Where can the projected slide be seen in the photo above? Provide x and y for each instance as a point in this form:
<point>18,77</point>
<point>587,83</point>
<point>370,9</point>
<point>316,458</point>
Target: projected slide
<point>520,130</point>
━━━━━━
▶ [YOUR GOAL]
Return the final stretch of the listing exactly, starting with the line that contains "<point>18,77</point>" and ending with the last line.

▶ [RESPONSE TO THE EXERCISE]
<point>18,77</point>
<point>587,83</point>
<point>370,9</point>
<point>316,458</point>
Target: projected slide
<point>520,130</point>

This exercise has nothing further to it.